**WHAT THIS TASK INVOLVES**:
Carry on with the passage about the werewolves in the series, picking up after its last sentence.

**TEXT SEGMENT**:
+---+

The werewolves in the series were apparently vulnerable to harm in their human forms from ordinary weapons but with no permanent effects. In an episode titled "A World of Difference", Eric is shot dead in human form (he was just beginning to undergo the metamorphosis), only to resurrect in the morgue by transforming into his werewolf form at sunset. In another episode titled "Nightmare at the Braine Hotel", Eric meets a werewolf named Servan, who tells him a story in which he had been executed by hanging in his human form. He seemed greatly amused by the memory of the looks on his executioners' faces as he leapt off the undertaker's table when he transformed at sunset and rose from death. Another werewolf character, a hobo named Hank who was featured in the episode "King of the Road", dies in his human form from having his throat cut, only to resurrect in his werewolf form as soon as night falls. This ability is reminiscent of the "Eddie Quist" character in "The Howling", who is shot dead by police during the beginning of his transformation at the adult movie theater, only to come to life later by transforming in the morgue.

+---+

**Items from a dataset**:
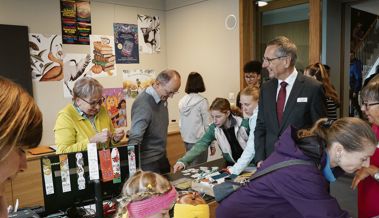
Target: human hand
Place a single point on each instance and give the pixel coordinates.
(179, 166)
(118, 135)
(213, 150)
(101, 137)
(362, 174)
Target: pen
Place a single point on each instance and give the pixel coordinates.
(16, 206)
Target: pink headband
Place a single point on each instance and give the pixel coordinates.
(152, 205)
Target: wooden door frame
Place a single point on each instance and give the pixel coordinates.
(249, 28)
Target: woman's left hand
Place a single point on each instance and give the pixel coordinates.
(118, 134)
(362, 174)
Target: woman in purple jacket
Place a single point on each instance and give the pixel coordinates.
(301, 190)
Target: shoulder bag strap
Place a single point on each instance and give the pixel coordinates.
(280, 165)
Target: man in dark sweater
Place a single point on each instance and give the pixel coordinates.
(150, 121)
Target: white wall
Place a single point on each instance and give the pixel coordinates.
(43, 16)
(193, 38)
(199, 41)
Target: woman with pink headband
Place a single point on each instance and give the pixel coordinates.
(146, 195)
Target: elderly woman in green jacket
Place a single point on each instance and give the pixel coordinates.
(85, 120)
(230, 132)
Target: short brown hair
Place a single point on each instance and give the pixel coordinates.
(352, 133)
(285, 47)
(251, 91)
(195, 83)
(20, 118)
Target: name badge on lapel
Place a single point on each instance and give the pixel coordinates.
(302, 100)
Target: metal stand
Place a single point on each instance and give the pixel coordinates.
(98, 198)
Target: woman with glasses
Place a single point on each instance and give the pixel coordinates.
(85, 120)
(300, 190)
(367, 179)
(230, 132)
(252, 74)
(20, 128)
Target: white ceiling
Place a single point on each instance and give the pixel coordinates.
(371, 6)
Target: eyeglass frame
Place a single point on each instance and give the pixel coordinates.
(367, 105)
(269, 60)
(94, 104)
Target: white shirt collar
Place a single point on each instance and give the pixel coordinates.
(290, 79)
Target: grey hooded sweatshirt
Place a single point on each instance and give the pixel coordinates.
(194, 117)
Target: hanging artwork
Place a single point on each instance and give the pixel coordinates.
(149, 34)
(135, 81)
(75, 67)
(102, 56)
(76, 21)
(126, 43)
(116, 106)
(46, 57)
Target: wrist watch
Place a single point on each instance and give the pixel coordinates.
(376, 176)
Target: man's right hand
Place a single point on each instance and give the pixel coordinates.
(178, 167)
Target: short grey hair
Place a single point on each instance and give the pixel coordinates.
(87, 87)
(285, 48)
(166, 75)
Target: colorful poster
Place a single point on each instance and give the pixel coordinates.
(76, 21)
(135, 81)
(149, 34)
(102, 56)
(75, 66)
(116, 106)
(46, 57)
(126, 43)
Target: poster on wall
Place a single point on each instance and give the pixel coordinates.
(46, 57)
(75, 67)
(76, 21)
(102, 56)
(135, 81)
(126, 43)
(149, 34)
(116, 106)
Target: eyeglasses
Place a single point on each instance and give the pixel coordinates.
(95, 103)
(269, 60)
(368, 105)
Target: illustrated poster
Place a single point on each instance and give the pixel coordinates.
(75, 67)
(46, 57)
(102, 56)
(126, 43)
(149, 34)
(116, 106)
(76, 21)
(135, 81)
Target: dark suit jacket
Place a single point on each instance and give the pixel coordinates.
(305, 105)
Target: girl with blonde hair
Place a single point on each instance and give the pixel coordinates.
(146, 195)
(20, 128)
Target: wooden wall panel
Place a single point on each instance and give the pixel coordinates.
(314, 31)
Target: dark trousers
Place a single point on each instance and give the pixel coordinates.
(161, 166)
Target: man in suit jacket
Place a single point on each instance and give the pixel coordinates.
(304, 101)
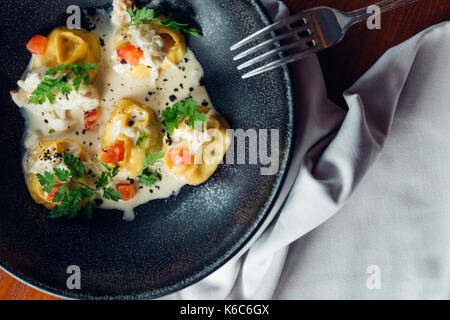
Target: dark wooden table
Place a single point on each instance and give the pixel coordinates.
(341, 65)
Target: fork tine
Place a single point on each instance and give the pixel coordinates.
(276, 25)
(271, 41)
(281, 62)
(272, 52)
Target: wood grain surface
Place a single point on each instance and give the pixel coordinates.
(341, 65)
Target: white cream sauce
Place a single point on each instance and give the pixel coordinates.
(173, 85)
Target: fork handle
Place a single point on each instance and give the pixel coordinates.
(385, 6)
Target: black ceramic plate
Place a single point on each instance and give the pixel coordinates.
(172, 243)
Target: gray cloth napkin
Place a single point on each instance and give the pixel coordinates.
(390, 237)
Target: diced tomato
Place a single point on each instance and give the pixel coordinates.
(112, 154)
(51, 195)
(90, 119)
(126, 190)
(37, 45)
(130, 54)
(180, 155)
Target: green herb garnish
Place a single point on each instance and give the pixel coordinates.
(71, 200)
(147, 176)
(71, 79)
(150, 16)
(172, 116)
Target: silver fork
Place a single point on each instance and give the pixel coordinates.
(317, 29)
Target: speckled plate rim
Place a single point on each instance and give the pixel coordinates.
(274, 204)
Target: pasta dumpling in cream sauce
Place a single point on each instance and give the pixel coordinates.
(138, 128)
(143, 51)
(195, 153)
(66, 46)
(94, 103)
(46, 156)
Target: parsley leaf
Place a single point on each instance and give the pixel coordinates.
(172, 116)
(47, 88)
(150, 16)
(47, 181)
(71, 199)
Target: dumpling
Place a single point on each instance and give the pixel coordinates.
(65, 112)
(195, 154)
(67, 46)
(145, 50)
(46, 156)
(132, 130)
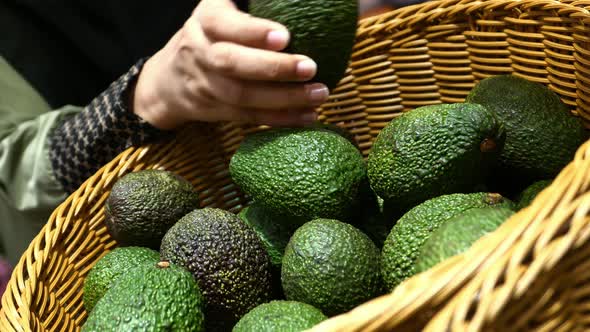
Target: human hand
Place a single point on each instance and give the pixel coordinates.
(222, 65)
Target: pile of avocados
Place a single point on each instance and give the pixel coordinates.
(325, 229)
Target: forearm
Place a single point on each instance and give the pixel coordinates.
(85, 142)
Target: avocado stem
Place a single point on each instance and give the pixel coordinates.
(163, 264)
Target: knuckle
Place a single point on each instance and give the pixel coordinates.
(273, 70)
(207, 20)
(221, 58)
(236, 92)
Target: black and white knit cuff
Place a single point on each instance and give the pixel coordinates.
(106, 127)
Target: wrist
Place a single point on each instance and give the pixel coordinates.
(147, 104)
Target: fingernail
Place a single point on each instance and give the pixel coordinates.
(277, 38)
(309, 117)
(306, 68)
(318, 93)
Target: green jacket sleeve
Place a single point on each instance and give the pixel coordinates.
(28, 190)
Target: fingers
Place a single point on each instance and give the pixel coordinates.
(255, 64)
(239, 27)
(265, 95)
(293, 117)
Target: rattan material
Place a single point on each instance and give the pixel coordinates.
(531, 274)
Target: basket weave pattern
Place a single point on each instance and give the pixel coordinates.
(532, 273)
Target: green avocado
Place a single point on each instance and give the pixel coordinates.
(106, 271)
(434, 150)
(542, 134)
(150, 298)
(403, 244)
(332, 266)
(457, 234)
(322, 30)
(283, 316)
(302, 172)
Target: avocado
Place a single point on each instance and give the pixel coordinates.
(331, 265)
(337, 129)
(275, 231)
(542, 135)
(403, 243)
(323, 30)
(151, 298)
(283, 316)
(373, 216)
(226, 257)
(529, 194)
(112, 265)
(434, 150)
(143, 205)
(303, 172)
(458, 233)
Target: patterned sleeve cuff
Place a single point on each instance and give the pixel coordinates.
(90, 139)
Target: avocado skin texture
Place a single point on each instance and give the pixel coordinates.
(434, 150)
(323, 30)
(275, 231)
(332, 266)
(542, 136)
(151, 299)
(529, 193)
(226, 257)
(403, 243)
(338, 130)
(303, 172)
(106, 271)
(143, 205)
(458, 234)
(284, 316)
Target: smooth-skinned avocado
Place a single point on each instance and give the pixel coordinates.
(542, 135)
(303, 172)
(332, 266)
(143, 205)
(458, 234)
(284, 316)
(112, 265)
(403, 244)
(228, 260)
(322, 30)
(151, 298)
(434, 150)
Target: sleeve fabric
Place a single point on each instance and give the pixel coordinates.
(90, 139)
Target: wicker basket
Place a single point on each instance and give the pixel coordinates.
(533, 273)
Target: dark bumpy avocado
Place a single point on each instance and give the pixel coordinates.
(331, 265)
(226, 257)
(403, 243)
(283, 316)
(457, 234)
(528, 195)
(323, 30)
(303, 172)
(434, 150)
(106, 271)
(542, 135)
(143, 205)
(150, 298)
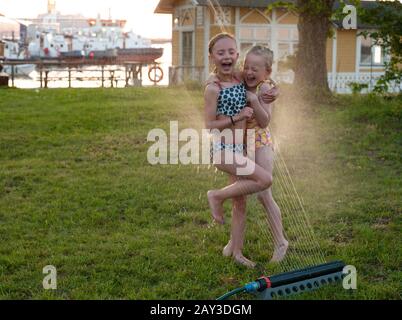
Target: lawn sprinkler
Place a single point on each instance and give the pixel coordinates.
(293, 282)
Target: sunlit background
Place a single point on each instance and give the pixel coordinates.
(138, 13)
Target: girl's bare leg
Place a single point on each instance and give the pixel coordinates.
(235, 245)
(259, 179)
(265, 157)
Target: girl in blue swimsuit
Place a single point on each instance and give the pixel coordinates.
(226, 111)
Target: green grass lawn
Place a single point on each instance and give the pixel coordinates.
(77, 192)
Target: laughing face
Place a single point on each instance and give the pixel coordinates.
(255, 70)
(224, 55)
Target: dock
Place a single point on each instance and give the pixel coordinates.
(106, 66)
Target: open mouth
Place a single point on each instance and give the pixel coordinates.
(250, 79)
(227, 65)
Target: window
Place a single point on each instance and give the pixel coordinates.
(288, 39)
(187, 47)
(371, 54)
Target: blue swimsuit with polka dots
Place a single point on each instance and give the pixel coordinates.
(232, 100)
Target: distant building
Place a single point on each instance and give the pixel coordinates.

+---+

**WRITTEN RESPONSE**:
The werewolves themselves transformed into large, almost bearlike bipedal wolves with long simian arms that allowed them to run on all fours as well as two. All the werewolves transformed by sprouting fangs, claws and fur, except for Skorzeny, who peeled back the skin of his face to reveal the werewolf form within. In their human forms they had no traditionally distinguishing marks, such as eyebrows meeting over the bridge of their nose, or hair on the palms of their hands. It was also never explored as to whether or not werewolves could reproduce sexually in their human bodies.

Although the werewolves did completely recover from wounds made by non-silver weapons, the series never explored whether or not werewolves could regenerate missing limbs. Skorzeny, who wore an eye patch over his left eye, did seem to regenerate his missing eye when he transformed into his werewolf form. But when he returned to his human form, he once again wore the eye patch. It was explained that Remy is the one who cut out his eye in the episode "To Dream of Wolves."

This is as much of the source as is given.